▶ **Task description**: Rewrite the rows below, beginning at the line that has "Expected content: short" and stopping after the line that has "173 128 184 142", with the requests included. Lower every bounding box coordinate in the answers by 120.

####################

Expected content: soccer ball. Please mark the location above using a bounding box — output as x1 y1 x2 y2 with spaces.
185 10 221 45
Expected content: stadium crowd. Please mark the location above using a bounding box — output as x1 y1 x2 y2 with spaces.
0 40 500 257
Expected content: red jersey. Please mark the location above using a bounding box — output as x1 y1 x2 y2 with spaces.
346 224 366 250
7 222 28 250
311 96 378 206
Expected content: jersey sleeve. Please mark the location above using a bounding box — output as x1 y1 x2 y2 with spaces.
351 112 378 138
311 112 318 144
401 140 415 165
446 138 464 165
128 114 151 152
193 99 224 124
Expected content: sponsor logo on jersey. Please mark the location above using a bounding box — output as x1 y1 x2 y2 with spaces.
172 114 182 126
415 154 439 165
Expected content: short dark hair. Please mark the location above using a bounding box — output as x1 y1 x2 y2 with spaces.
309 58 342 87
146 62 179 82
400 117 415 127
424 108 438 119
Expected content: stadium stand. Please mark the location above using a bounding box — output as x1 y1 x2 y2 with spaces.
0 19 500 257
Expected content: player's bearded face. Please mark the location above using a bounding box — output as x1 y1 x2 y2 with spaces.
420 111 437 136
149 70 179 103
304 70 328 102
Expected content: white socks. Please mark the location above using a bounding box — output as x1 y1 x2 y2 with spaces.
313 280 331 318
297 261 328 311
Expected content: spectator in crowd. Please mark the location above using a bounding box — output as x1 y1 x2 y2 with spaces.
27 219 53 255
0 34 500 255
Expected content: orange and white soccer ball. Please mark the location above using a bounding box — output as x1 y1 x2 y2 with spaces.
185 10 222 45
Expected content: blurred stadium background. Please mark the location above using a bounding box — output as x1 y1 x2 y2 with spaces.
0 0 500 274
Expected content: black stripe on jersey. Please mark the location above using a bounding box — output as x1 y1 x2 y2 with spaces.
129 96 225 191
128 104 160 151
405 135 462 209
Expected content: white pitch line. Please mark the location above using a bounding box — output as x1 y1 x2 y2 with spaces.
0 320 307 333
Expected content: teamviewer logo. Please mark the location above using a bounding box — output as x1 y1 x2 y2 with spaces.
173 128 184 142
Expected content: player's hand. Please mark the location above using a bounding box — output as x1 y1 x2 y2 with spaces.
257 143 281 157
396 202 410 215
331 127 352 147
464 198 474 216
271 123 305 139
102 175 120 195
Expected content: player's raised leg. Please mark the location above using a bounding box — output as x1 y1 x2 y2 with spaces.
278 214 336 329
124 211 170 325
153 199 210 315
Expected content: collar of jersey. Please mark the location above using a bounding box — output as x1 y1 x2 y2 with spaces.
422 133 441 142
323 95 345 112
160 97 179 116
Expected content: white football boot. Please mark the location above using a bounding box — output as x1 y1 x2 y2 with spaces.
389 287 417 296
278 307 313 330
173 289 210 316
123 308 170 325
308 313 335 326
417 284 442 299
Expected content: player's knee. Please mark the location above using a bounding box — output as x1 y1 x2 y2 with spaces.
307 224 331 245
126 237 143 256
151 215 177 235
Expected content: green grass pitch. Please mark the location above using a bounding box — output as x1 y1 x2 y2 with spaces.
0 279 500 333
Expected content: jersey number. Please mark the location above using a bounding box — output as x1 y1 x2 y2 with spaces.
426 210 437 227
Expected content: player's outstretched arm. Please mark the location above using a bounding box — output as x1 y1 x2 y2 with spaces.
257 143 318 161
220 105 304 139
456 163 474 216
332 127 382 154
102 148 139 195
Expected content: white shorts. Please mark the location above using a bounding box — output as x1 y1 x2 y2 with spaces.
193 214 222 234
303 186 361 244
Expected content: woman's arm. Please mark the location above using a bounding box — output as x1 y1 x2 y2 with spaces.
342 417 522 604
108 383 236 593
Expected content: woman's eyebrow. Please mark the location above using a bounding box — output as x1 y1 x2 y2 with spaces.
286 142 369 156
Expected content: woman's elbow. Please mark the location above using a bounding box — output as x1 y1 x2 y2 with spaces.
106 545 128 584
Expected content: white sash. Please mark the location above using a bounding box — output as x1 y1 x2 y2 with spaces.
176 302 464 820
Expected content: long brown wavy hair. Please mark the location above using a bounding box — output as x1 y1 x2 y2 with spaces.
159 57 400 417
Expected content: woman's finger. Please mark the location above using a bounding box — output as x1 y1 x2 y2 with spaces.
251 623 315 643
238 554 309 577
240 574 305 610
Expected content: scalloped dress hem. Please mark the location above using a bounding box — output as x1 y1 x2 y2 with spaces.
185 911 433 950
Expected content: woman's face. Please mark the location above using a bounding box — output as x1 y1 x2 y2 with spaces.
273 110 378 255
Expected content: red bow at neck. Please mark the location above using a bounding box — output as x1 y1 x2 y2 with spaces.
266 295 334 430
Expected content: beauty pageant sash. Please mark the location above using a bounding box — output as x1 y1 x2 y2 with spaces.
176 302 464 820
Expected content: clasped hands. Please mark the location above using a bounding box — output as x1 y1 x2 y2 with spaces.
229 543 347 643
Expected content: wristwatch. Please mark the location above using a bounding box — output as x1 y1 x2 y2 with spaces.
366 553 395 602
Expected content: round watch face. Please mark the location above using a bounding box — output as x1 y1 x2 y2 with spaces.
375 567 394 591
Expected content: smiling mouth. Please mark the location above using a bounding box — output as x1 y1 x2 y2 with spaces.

####################

▶ **Solution for this task**:
Expected content: short dark hair. Please mark the location above using a bounding box — output as x1 y1 x2 y2 with spaces.
189 -62 222 -33
26 -58 59 -38
280 -3 295 7
304 -12 318 -1
Expected content: stadium stand. Please mark the location above using a bounding box — output as x1 y1 x2 y2 with spaces.
-120 -101 380 137
Expected content: player's bearded face. Please mark the location above using a bounding box — output as x1 y1 x2 y2 with spaces.
300 -9 317 16
29 -50 59 -17
184 -50 208 -18
Expected content: white socks. Please mark the location above using a bounding box — output as x1 y1 x2 y2 with spaces.
193 160 211 198
177 141 208 191
Expected content: spectator in crowd. Please mark the location above using a bounding box — output as x1 y1 x2 y2 with spaces.
-93 99 -67 135
-120 -86 380 135
Expected content: orange and white soccer ball. Please mark the location above using a bounding box — output as x1 y1 x2 y2 with spaces.
65 -110 102 -75
Expected content: blurred stadium background. Please mark the location above using a bounding box — output as x1 y1 x2 y2 with spaces.
-120 -120 380 154
Expected content: black stripe on jersey. Please mark the location above using a bounding box — output as x1 y1 x2 y2 with spaces.
9 -24 105 71
8 -16 40 31
285 15 342 89
Expected content: white pitch line. Please mark the location above using a bounding box — output as x1 y1 x2 y2 with spaces.
-120 200 187 213
Expected content: teamviewer logo. Please mark the location above using a bounding box — output as x1 y1 x2 y2 with spaces.
53 8 64 22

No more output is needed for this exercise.